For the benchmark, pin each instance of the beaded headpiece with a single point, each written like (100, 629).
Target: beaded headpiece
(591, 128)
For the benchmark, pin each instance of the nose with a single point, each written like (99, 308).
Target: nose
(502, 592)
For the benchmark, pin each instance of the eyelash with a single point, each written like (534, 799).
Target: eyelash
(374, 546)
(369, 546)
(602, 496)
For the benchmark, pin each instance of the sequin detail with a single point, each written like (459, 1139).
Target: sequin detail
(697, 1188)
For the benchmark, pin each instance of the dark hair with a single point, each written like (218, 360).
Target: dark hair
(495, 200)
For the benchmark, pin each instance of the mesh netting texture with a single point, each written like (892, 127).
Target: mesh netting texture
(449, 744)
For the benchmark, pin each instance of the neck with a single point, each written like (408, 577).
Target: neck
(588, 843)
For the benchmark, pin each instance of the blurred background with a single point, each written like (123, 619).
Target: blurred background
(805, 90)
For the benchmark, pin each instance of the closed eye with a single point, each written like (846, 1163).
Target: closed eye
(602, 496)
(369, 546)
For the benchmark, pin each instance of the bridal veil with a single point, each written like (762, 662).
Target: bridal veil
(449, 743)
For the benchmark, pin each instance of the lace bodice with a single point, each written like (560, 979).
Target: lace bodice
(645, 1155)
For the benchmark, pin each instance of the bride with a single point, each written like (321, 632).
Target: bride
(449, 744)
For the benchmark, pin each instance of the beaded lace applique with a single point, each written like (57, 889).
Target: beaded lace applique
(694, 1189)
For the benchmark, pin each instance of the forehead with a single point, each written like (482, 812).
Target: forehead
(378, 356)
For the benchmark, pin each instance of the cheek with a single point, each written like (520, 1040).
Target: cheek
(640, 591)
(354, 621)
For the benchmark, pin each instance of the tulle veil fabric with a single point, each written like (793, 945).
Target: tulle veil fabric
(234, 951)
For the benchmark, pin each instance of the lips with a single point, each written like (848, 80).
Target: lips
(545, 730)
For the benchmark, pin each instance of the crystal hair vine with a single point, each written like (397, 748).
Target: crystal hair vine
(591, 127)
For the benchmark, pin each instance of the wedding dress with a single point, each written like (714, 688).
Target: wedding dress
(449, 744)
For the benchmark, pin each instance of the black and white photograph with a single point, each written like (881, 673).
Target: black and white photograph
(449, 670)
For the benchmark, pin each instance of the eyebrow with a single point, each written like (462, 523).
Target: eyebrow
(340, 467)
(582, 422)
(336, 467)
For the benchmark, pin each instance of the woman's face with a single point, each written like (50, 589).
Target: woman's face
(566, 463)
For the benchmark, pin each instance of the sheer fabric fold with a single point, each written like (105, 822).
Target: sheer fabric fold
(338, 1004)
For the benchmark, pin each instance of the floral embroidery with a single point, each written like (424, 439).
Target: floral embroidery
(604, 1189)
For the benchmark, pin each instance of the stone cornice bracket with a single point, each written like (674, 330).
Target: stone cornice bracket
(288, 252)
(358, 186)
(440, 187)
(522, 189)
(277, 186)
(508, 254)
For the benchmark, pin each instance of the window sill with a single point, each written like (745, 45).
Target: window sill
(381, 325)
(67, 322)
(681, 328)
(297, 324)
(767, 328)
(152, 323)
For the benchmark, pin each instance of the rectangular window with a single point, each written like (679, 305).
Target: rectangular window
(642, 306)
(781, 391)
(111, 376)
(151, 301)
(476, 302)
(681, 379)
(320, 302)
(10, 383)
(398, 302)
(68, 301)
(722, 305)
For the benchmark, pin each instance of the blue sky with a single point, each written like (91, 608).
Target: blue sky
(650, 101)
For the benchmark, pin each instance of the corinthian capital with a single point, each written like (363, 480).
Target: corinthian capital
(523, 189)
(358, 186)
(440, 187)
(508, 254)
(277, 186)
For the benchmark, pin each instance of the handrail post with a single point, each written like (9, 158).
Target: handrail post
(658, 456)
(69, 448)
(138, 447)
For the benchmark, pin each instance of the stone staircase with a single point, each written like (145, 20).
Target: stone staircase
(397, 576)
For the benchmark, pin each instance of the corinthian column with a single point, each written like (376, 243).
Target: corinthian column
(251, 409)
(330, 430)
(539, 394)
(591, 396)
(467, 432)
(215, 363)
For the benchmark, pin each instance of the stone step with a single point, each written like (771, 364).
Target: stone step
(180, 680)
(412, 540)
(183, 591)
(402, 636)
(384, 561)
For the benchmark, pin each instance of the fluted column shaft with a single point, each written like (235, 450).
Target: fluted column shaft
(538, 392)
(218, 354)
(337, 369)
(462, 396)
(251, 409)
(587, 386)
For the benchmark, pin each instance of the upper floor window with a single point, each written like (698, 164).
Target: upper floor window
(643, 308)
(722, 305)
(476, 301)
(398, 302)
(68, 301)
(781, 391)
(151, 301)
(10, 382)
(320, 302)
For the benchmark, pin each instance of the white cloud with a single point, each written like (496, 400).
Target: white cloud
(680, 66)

::::

» WHAT TO WORK ON
Quote every one of the lines above word for word, without changing anything.

» SOLUTION TO THE PROBLEM
For the benchmark, pin each instance of the beaded headpiece with a single point, each written like (100, 629).
Target: beaded headpiece
(591, 128)
For the benchmark, pin each instance of the nose with a single point, each written like (99, 308).
Target: nose
(502, 592)
For the benchmark, pin each instance of the eyelash with a single point, each written like (534, 799).
Target: eyelash
(374, 546)
(369, 546)
(602, 496)
For the benchmark, pin each instance of the sequin detail with a single point, each written like (459, 1139).
Target: sequin detail
(697, 1188)
For the benchmark, pin each instance of the dark hair with a single point, each written like (218, 360).
Target: dark hair
(495, 200)
For the benchmark, pin each instance of the mesh netting texture with a single point, each written like (892, 127).
Target: mesh netting texture
(449, 744)
For the benchmark, pin each instance of the neck with a single point, each written like (408, 577).
Target: neck
(588, 843)
For the benchmark, pin each instance of the blurred background with a single point, each written like (123, 619).
Target: blurred background
(805, 90)
For the benchmark, pin each instance of the closed eye with a single point, each written like (846, 1163).
Target: closed eye
(602, 496)
(369, 546)
For the benchmark, pin each instance of the bridal veil with a single point, each written like (762, 662).
Target: bridal veil
(449, 743)
For the benchmark, pin each instance of the lace bodice with a single point, each written like (560, 979).
Target: lace bodice
(645, 1155)
For the benchmark, pin each instance of the bride with a single point, each written like (321, 632).
Target: bride
(449, 744)
For the benchmark, pin each instance of the beaded lace applique with a single point, each written like (57, 889).
Target: beaded lace applique
(694, 1189)
For the benchmark, pin each instance of the forehead with a single point, each written like (482, 812).
Target: forehead
(378, 356)
For the benchmark, pin each instance of the cheek with a single point, each written like (520, 1040).
Target: cheek
(640, 591)
(354, 621)
For the benchmark, pin each instance of the tulle veil fabric with a single point, each written like (793, 945).
Target: tulle veil fabric
(234, 951)
For the benchmark, pin each instance of the lips with a single point, each written like (848, 80).
Target: lips
(545, 730)
For the benchmark, pin each instance of the crystal hair vine with a single point, each written like (397, 748).
Target: crystal hair vine
(591, 127)
For the benchmark, pin each instance of the wedding dress with a single point, each written like (714, 688).
Target: wedding dress
(449, 744)
For the benchmark, pin each instance of the black and white photograph with a single point, each written like (881, 673).
Target: black and white photograph
(449, 670)
For the benchmark, pin each instance of the eyebrow with a single point, each written like (462, 523).
Target: eyebrow
(340, 467)
(582, 422)
(336, 467)
For the benchmark, pin each instance of the woman's face with a single point, each written like (50, 589).
Target: woman's face
(566, 463)
For the benchmark, pin each instance of the sheer fabric fold with a single point, each written like (105, 822).
Target: sheer fabric fold
(338, 1004)
For the benchmark, pin each instance of the floral embroidery with a single point, each written like (424, 439).
Target: floral embroidery
(604, 1189)
For the benchmark, pin each instance of the stone cornice bracket with a single point, each written like (674, 330).
Target: stone cornice bracket
(288, 252)
(358, 186)
(440, 187)
(522, 189)
(277, 186)
(508, 254)
For the benchmark, pin each instance of the window sill with a single point, each written like (745, 45).
Target: window sill
(381, 325)
(67, 322)
(681, 328)
(297, 324)
(767, 328)
(152, 323)
For the benchmark, pin each instance of the rectangular window with a single point, each written like (679, 305).
Target: rectangular window
(642, 306)
(781, 391)
(111, 376)
(151, 301)
(476, 302)
(681, 379)
(320, 302)
(10, 383)
(398, 302)
(68, 301)
(722, 305)
For the benchmark, pin each instance of the blue sky with a single point, each written like (91, 608).
Target: blue sky
(650, 101)
For the benchmark, pin each instance of the corinthian capital with a single point, each written like (363, 480).
Target: corinthian capital
(523, 189)
(358, 186)
(440, 187)
(508, 254)
(277, 186)
For the benchmark, pin each instance of the handrail post with a single point, each written like (9, 158).
Target: handrail post
(658, 456)
(69, 448)
(138, 447)
For the benchmark, pin each instance of the stone staircase with a single point, each written like (145, 20).
Target: stone staircase
(397, 576)
For the benchmark, pin each instance of the corinthian column with a single point, each written like (376, 243).
Target: corinthian column
(251, 409)
(330, 430)
(539, 394)
(591, 396)
(467, 432)
(215, 363)
For the benchmark, pin each instance of the stone step with a single point, each written like (771, 364).
Target: stone step
(180, 680)
(412, 540)
(183, 591)
(402, 636)
(384, 561)
For the benchmark, pin each instance of the fluted column shaft with a single point, each written like (235, 450).
Target: fluted column shaft
(538, 392)
(218, 354)
(337, 369)
(462, 396)
(251, 409)
(587, 386)
For the benchmark, pin each instance of the upper floor window with a single point, each written like (698, 164).
Target: upper floor window
(643, 308)
(722, 305)
(476, 301)
(398, 302)
(68, 301)
(781, 391)
(151, 301)
(10, 382)
(320, 302)
For the benchmark, pin each instance of the white cloud with a single point, each written like (496, 400).
Target: white cloud
(680, 66)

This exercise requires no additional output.